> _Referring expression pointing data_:
===============
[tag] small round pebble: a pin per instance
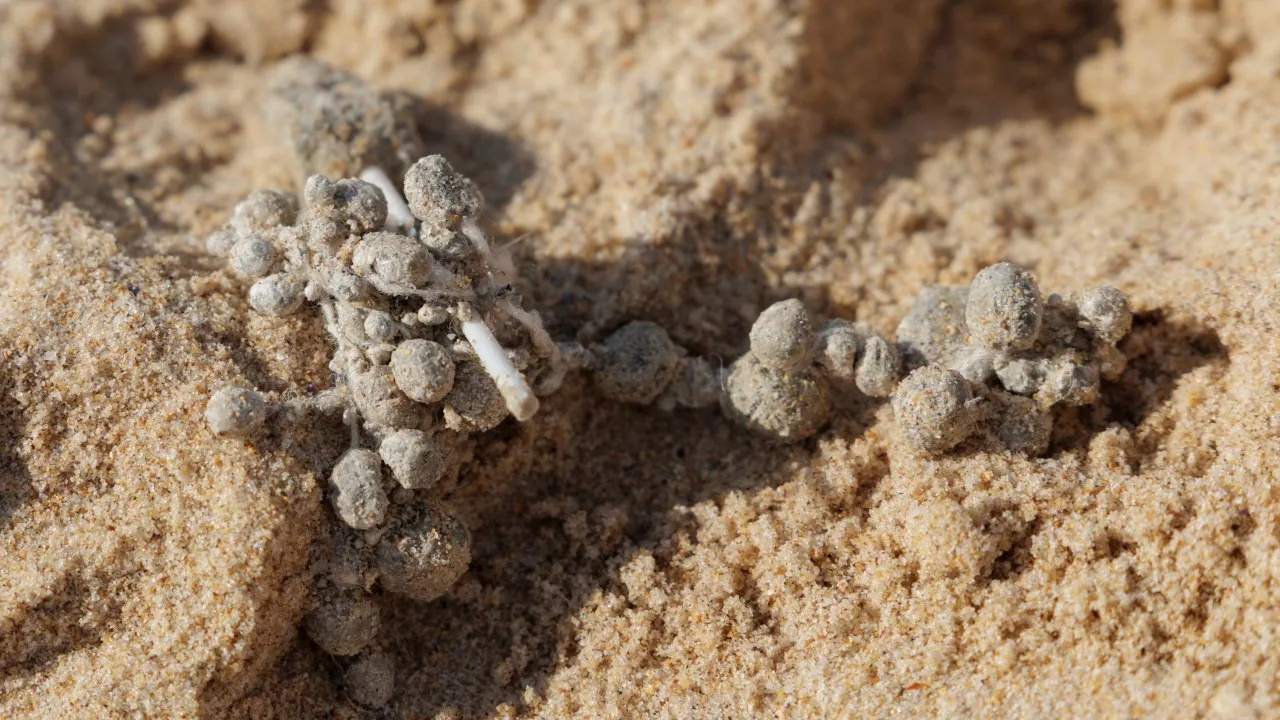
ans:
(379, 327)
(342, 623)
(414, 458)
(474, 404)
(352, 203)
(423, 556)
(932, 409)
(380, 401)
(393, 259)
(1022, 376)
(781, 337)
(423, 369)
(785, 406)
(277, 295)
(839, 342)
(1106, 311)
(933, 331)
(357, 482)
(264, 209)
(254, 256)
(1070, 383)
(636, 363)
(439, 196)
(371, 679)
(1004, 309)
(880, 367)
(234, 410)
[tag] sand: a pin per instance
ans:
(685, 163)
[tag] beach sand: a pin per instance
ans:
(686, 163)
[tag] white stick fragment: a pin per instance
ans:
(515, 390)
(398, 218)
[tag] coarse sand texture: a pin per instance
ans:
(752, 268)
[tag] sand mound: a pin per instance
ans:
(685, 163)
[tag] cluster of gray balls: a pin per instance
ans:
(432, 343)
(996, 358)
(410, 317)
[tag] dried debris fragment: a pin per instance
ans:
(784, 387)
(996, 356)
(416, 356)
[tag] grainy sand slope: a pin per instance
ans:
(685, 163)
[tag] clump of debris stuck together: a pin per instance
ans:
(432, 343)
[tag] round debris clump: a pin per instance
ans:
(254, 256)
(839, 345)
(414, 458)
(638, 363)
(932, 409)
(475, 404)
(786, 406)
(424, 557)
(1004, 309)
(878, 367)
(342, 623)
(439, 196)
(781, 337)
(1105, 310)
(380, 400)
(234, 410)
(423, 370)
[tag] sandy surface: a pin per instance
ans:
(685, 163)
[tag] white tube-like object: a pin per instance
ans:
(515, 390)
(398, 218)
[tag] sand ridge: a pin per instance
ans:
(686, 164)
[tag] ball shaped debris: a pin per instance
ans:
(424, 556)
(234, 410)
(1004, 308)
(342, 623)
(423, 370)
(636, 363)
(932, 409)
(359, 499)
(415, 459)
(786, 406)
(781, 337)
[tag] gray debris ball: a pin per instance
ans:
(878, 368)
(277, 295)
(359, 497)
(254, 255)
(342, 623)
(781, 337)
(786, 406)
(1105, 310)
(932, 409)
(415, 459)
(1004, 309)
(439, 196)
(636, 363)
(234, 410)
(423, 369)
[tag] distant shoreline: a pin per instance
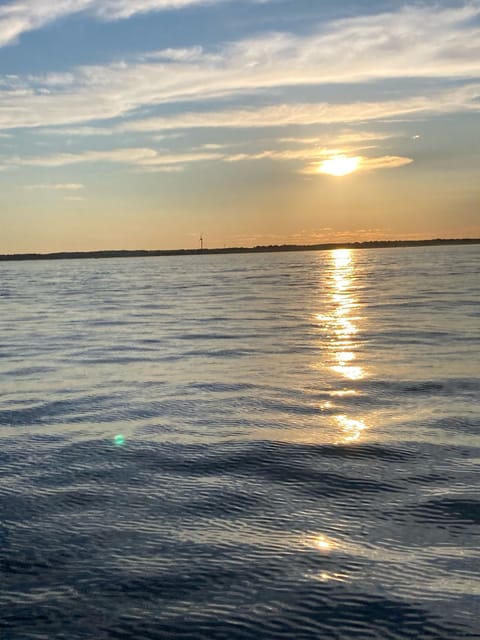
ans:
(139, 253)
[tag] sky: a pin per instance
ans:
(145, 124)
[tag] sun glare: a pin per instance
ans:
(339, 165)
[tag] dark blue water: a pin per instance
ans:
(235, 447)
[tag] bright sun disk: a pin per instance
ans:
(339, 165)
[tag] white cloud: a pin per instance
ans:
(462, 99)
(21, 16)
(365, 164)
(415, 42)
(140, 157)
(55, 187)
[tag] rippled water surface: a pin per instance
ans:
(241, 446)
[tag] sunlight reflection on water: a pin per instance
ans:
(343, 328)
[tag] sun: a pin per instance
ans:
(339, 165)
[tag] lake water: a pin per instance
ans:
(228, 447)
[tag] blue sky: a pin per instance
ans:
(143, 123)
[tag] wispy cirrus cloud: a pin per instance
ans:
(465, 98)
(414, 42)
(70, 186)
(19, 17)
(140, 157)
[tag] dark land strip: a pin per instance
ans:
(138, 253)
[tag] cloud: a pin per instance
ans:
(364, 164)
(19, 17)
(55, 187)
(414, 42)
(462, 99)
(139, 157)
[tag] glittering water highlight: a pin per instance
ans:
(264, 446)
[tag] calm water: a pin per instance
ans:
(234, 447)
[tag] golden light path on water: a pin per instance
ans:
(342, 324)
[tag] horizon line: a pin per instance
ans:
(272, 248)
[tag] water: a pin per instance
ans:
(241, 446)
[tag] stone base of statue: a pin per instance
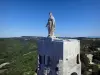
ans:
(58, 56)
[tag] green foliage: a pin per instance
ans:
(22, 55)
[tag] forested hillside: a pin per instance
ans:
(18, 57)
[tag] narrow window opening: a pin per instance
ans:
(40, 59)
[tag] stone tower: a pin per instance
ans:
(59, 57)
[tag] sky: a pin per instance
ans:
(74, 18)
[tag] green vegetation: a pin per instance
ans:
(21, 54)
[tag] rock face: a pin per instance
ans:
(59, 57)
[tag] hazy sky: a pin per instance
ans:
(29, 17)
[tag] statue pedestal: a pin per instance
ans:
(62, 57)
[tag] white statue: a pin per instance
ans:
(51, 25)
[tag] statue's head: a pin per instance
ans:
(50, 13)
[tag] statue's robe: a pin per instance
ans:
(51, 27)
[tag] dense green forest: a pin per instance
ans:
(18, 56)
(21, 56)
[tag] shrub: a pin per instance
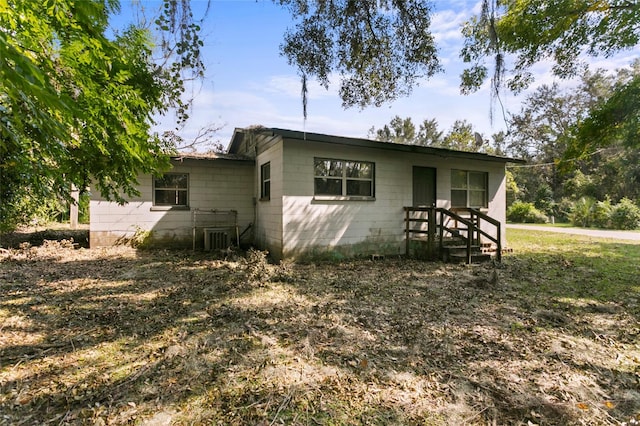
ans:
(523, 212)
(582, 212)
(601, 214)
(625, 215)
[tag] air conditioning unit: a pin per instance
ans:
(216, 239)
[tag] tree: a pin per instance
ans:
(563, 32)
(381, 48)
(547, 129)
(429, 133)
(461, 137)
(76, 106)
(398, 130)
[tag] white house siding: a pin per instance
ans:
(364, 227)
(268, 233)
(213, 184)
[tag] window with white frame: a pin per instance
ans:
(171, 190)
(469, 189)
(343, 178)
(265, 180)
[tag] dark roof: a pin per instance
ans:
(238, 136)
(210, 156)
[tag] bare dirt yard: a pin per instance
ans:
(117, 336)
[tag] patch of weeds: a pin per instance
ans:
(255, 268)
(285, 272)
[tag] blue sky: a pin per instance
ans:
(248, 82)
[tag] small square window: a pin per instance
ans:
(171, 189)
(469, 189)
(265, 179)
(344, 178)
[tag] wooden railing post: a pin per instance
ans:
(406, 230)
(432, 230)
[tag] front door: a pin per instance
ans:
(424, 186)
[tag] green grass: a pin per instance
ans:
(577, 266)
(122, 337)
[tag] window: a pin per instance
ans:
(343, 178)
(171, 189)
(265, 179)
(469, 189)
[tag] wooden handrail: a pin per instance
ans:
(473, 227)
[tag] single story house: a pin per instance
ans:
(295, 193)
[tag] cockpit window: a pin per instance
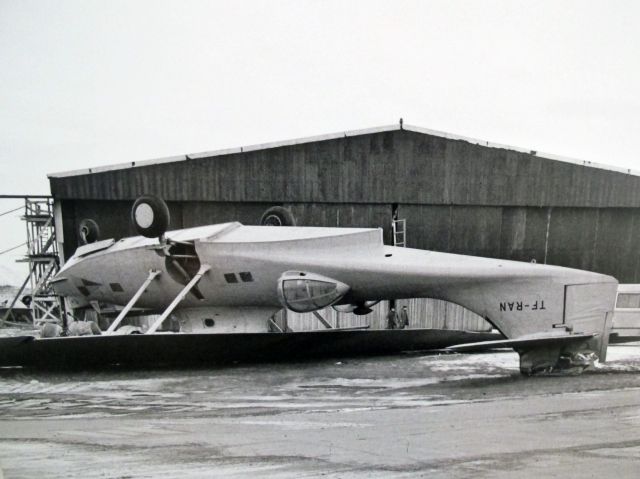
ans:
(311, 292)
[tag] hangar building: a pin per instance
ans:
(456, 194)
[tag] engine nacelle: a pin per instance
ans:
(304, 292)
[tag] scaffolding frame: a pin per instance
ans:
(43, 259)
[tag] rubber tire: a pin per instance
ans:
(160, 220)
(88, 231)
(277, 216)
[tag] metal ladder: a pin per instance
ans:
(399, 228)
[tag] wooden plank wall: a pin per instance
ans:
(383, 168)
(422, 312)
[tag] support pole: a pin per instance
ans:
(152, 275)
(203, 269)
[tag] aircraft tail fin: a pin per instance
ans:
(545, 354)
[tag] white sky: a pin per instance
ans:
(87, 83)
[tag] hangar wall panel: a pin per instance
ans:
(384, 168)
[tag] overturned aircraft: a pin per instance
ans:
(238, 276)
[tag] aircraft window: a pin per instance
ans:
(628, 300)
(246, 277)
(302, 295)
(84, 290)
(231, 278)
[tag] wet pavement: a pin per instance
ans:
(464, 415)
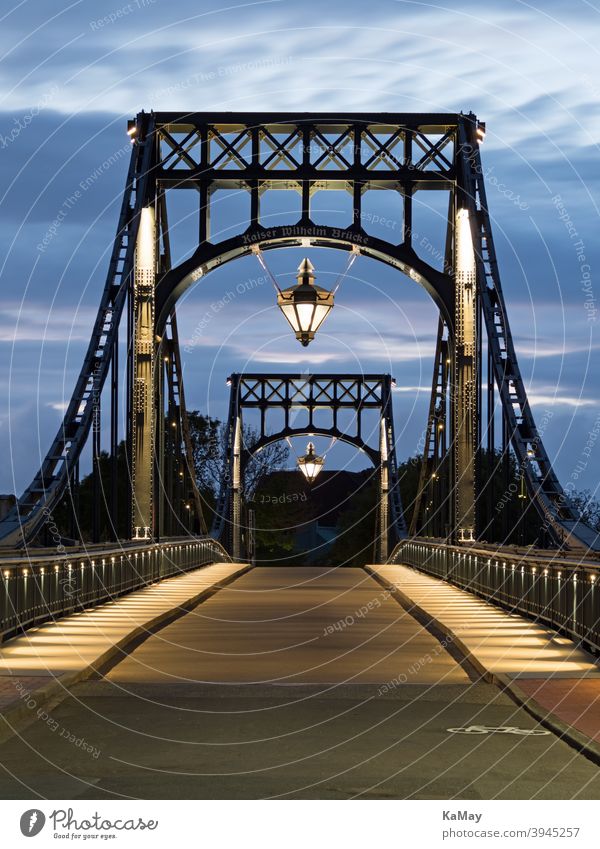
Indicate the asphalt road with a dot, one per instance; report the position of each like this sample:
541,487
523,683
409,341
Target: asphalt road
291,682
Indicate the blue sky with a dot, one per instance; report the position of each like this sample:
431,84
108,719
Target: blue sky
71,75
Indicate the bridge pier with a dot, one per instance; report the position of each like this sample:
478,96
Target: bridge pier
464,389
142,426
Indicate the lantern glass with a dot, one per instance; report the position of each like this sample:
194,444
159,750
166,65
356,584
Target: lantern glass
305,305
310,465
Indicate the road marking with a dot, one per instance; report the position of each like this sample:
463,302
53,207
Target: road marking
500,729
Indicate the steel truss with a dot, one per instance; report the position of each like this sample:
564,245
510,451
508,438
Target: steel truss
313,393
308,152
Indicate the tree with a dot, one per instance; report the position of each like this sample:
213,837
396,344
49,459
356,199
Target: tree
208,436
===============
> _Exercise aim_:
Quote only the lines from the one containing "Indicate the tree" through the final line of the records, with both ends included.

> _Problem solution_:
Indicate the tree with a dot, one per instance; report the position of each like this sample:
213,837
396,344
49,459
356,199
Target: tree
208,436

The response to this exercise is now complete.